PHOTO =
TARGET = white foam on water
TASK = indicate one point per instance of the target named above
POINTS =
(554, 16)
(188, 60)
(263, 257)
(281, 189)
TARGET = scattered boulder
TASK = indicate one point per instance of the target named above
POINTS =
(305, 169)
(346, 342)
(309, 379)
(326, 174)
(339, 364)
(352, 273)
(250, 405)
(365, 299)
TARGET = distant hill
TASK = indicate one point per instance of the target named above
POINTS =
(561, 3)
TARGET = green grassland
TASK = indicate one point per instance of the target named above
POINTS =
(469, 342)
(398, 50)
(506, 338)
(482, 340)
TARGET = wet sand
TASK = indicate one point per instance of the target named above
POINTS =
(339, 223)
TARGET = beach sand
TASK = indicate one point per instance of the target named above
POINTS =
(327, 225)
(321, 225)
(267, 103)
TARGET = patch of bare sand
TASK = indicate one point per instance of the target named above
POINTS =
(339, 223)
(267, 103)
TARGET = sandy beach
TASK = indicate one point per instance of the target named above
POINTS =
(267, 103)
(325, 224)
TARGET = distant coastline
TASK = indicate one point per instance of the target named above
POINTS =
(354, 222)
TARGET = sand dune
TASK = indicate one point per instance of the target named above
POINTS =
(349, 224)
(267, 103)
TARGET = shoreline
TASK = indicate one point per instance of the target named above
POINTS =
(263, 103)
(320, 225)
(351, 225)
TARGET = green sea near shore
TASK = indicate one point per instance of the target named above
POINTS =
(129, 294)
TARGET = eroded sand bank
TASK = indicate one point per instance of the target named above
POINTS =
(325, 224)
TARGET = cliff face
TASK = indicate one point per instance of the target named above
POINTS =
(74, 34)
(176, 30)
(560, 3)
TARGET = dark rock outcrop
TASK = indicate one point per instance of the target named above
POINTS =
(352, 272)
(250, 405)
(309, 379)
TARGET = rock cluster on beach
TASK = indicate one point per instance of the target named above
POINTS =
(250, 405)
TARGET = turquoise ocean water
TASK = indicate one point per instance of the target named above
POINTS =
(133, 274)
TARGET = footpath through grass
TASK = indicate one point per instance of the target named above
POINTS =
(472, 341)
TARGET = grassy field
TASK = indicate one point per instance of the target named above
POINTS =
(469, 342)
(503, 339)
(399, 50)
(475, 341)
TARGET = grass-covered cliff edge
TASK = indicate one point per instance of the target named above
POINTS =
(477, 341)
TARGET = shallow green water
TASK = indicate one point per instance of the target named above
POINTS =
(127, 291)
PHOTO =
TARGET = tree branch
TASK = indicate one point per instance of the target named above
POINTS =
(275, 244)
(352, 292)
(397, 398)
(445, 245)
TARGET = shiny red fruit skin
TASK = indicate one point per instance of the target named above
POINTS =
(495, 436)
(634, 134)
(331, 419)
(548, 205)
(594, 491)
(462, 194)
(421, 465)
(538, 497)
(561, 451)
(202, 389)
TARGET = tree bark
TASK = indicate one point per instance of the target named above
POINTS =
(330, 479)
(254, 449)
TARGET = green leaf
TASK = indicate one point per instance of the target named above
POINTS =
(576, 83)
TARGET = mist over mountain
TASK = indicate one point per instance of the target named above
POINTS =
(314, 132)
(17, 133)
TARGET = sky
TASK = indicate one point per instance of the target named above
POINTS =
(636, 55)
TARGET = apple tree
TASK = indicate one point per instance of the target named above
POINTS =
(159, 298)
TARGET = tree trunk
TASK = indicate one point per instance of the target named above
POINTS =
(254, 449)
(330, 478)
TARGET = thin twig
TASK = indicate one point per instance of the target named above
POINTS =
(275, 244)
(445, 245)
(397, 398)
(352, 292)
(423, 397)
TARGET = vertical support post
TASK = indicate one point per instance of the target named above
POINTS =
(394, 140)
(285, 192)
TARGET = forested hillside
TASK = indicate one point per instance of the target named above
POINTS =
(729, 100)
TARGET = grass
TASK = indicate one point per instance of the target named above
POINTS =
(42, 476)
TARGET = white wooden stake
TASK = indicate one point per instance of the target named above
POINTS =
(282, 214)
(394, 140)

=== Exercise prompt ===
Can you rewrite the material from the line containing "TARGET = white wooden stake" through the end, changing "wooden stake" to "fence post" and leaving everything else as it is?

=== Final result ===
TARGET = white fence post
TASK = indicate one point per instance of the target named above
POINTS =
(282, 214)
(394, 140)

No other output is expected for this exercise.